#### Document text ####

New Clues on Heart's Artery Formation

Max Delbrück Center for Molecular Medicine in the Helmholtz Association

A team in the labs of Holger Gerhardt and Norbert Hübner at the Max Delbrück Center have elucidated how new arteries form, potentially helping to improve therapies aimed at regenerating heart muscle after a heart attack or stroke. The research was published in "Circulation Research."

A team led by Dr. Elena Cano in the Integrative Vascular Biology Lab of Professor Holger Gerhardt at the Max Delbrück Center in Berlin has elucidated the mechanism via which new arteries form in the heart. The finding, published in "Circulation Research," fills in an important gap in our understanding of how coronary arteries develop and could help improve treatments that aim to heal damage to heart muscle caused by a heart attack or stroke – leading causes of death and disability worldwide. The work was supported by the DZHK (Deutsches Zentrum für Herz-Kreislauf-Forschung).

A heart attack or stroke can cause tissue within heart muscle to die. As a result, the blood supply to the heart diminishes, leading to permanent disability. Although some tissue does spontaneously heal by growing new blood vessels, the extent of is often inadequate to completely restore blood supply. Current therapies focus on managing symptoms and slowing heart disease.

Researchers have attempted various methods to coax new blood vessels to grow in damaged heart tissue. However, they have not been able to establish a stable, mature vascular network that improves the heart's function, says Cano. One major drawback has been the lack of deeper understanding of the intricate molecular, cellular, and structural cues that vascular cells use to build a hierarchical blood vessel network.

####

Required action 1: Quote the passage of the coronary artery article that begins at the words "Researchers have attempted" and ends after the words "blood vessel network.".
Required action 2: Continue the article on how new heart arteries form, starting after its last sentence.

#### Excerpted records ####

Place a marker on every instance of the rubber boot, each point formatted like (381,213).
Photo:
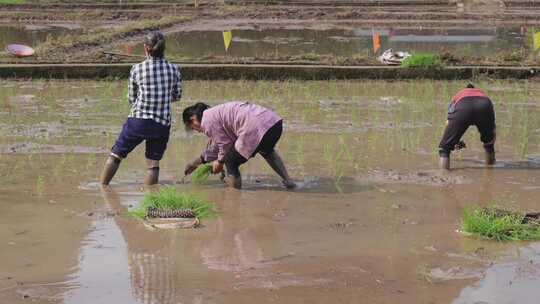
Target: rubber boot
(111,165)
(152,176)
(274,160)
(444,162)
(490,157)
(234,182)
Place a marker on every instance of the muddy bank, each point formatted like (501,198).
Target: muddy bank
(372,218)
(269,72)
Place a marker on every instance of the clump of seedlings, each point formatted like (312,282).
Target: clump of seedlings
(169,202)
(501,225)
(201,174)
(422,61)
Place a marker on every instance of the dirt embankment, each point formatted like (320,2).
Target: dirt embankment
(108,24)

####

Reply 1:
Researchers have attempted various methods to coax new blood vessels to grow in damaged heart tissue. However, they have not been able to establish a stable, mature vascular network that improves the heart's function, says Cano. One major drawback has been the lack of deeper understanding of the intricate molecular, cellular, and structural cues that vascular cells use to build a hierarchical blood vessel network.

Reply 2:
Applying single-cell sequencing to the problem

While studying how tissues vascularize, Cano discovered a type of pre-arterial cell in her samples that appeared to play a major role in growing new arteries. These pre-arterial cells had already been reported by other researchers. But Cano wanted to study them with new technology.

Using single-cell sequencing to analyze the transcriptome of cardiac cells taken from mice at different stages of development, the team of researchers showed that these cardiac pre-arterial cells develop from "tip cells" – specialized cells that sense environmental cues to drive growing vessels into specific directions. The team also use 3D spatiotemporal mapping to confirm their results. Moreover, they showed that these pre-arterial cells were already "marked" to develop into arterial cells, which belies current thinking about how arteries develop.

It had been thought that new arteries form their unique characteristics, such as length and diameter, based purely on mechanical cues, such as the velocity of the fluid flowing through them. However, "this study shows that pre-arterial cells already have characteristics of arteries before any fluid flows through them," Cano says.

The researchers also reanalyzed previously published single-cell data collected by researchers in the U.K. from human embryonic heart tissue. They then compared it to their own data collected from mouse heart tissue damaged by heart attack. They found that new arteries formed in the human embryonic tissue via the same mechanism as after damage from a heart attack in mice. "We show that not only is this mechanism conserved between mice and humans during development, but it also persists throughout life and becomes activated after a heart attack," says Cano.

Implications for treatment

Understanding how coronary arteries naturally form and regenerate opens the possibility of developing treatments that stimulate these regenerative pathways, potentially reversing heart muscle damage, says Cano.

"Now we know that it is not only flow that signals vascular endothelial cells to become arteries, but that tip cells transition into pre-arterial cells to eventually become arteries," says Gerhardt. "Surprisingly, we find that not all tip cells have the capacity to form arteries, raising the prospect of selectively increasing this pool of cells for therapeutic purposes."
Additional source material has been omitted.